** BEGIN EXERCISE MATERIAL **
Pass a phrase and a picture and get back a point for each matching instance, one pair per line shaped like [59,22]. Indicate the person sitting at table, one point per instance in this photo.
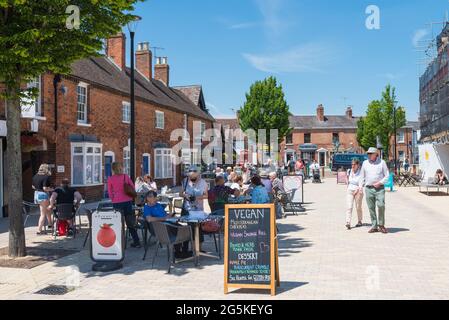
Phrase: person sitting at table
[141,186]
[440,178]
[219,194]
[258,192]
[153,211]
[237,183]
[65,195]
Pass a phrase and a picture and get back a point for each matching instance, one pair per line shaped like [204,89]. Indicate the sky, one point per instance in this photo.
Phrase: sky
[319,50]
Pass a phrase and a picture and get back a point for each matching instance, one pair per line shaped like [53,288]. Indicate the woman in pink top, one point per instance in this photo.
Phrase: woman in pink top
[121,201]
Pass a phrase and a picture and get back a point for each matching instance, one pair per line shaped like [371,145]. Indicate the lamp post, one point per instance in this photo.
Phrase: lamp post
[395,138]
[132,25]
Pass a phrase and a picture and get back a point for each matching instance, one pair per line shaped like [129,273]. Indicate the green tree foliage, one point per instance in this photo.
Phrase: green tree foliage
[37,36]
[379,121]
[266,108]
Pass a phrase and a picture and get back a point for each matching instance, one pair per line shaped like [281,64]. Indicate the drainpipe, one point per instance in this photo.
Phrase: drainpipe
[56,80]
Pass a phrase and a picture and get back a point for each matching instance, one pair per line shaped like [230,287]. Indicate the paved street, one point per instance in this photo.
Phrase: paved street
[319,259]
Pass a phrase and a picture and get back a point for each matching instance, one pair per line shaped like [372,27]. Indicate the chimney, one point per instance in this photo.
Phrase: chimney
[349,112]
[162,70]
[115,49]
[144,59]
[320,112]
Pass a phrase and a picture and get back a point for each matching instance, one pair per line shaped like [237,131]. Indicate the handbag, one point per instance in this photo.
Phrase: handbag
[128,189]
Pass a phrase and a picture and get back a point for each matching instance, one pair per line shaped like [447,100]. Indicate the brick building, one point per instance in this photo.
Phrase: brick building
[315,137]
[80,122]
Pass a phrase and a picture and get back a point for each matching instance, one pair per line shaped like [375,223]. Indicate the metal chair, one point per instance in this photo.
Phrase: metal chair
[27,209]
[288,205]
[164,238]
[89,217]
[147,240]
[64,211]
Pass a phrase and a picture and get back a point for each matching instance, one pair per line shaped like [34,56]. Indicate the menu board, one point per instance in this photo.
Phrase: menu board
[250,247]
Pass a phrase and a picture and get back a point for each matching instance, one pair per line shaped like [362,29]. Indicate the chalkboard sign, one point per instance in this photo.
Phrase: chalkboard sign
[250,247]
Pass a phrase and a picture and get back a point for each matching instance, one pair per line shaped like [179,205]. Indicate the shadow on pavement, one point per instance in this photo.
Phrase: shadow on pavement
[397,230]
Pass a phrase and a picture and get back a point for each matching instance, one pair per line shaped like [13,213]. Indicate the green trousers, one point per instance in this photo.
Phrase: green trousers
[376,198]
** END EXERCISE MATERIAL **
** BEGIN EXERCISE MATERIAL **
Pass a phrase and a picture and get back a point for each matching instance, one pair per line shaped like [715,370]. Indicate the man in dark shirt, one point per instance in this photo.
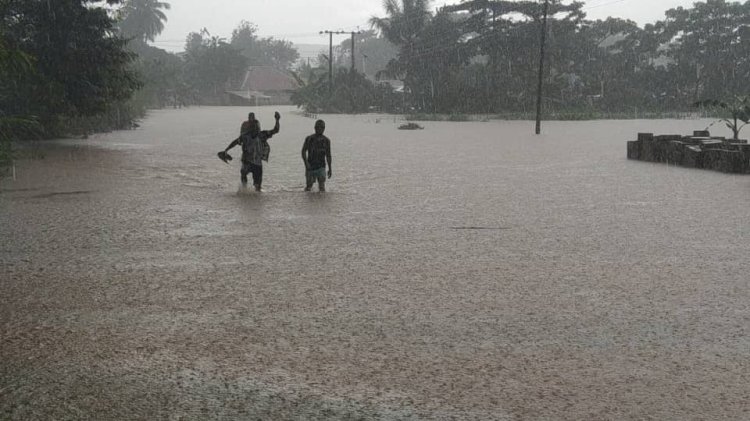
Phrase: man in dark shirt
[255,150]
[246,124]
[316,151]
** END EXERCISE MATERIAL **
> **INSTRUCTIONS TO FOLLOW**:
Filter the rows above and keep each line that contains the word "green". Treat the match as case-sensitive.

> **EXERCISE RESPONSE**:
Pass a phrase and a picture and get back a point for each matching instance, one pair per line shaped like [129,273]. Indicate the green tree foliage, one point per instance in this photo.
Phrase: green tree foliage
Pass a phrase and a picture and get back a point for each matching instance, one pair per line shaped like [13,213]. Indicate the green trousers, one point per instance in this photo.
Phrase: green trousers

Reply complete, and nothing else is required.